Exercise objective:
Restate, in full and unchanged, the entries that follow, but not their pictures.

Natural-language object grounding data
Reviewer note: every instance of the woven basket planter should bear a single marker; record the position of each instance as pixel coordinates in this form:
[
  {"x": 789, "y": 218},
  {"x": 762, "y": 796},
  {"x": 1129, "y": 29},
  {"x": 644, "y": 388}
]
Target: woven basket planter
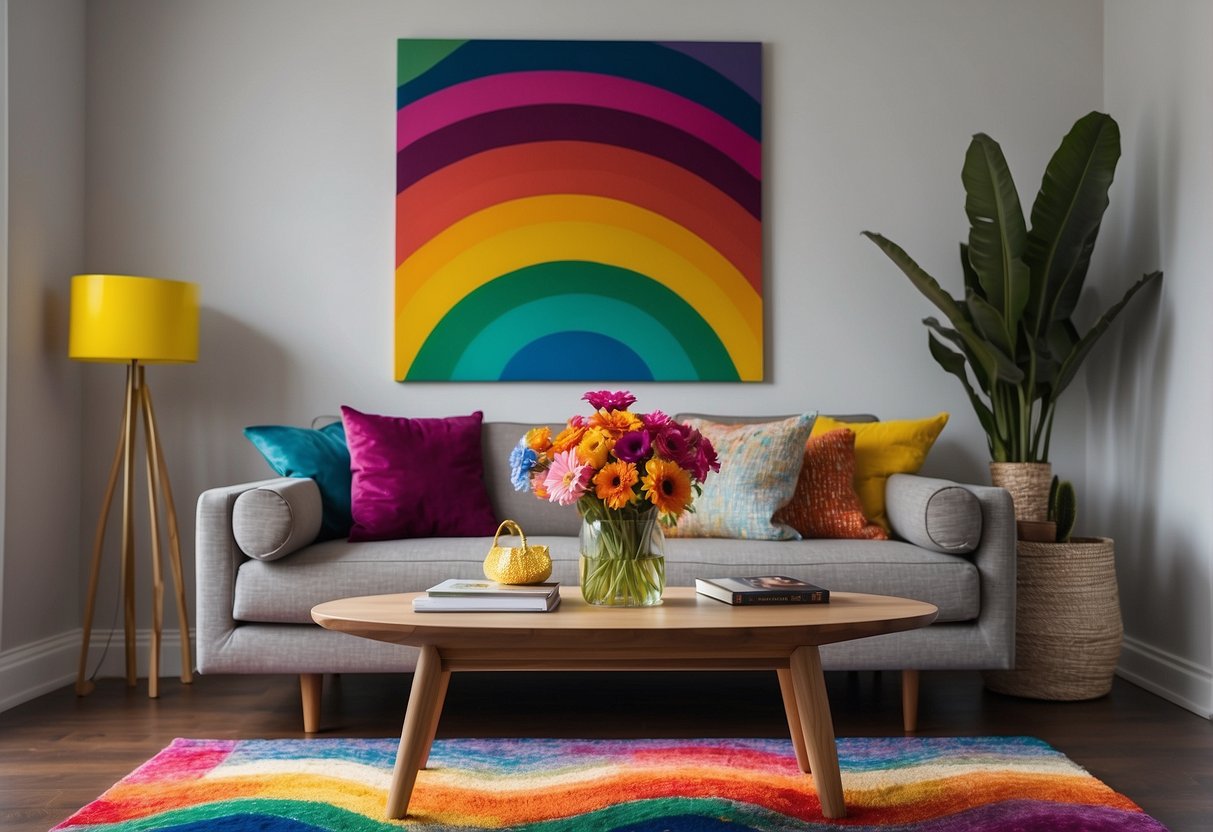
[
  {"x": 1068, "y": 622},
  {"x": 1029, "y": 485}
]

Written answer:
Reviewer note: every instance of the woven basket planter should bear a single marker; record the position of each instance as pixel coordinates in this form:
[
  {"x": 789, "y": 218},
  {"x": 762, "y": 796},
  {"x": 1129, "y": 29},
  {"x": 644, "y": 388}
]
Target: woven basket planter
[
  {"x": 1068, "y": 622},
  {"x": 1029, "y": 485}
]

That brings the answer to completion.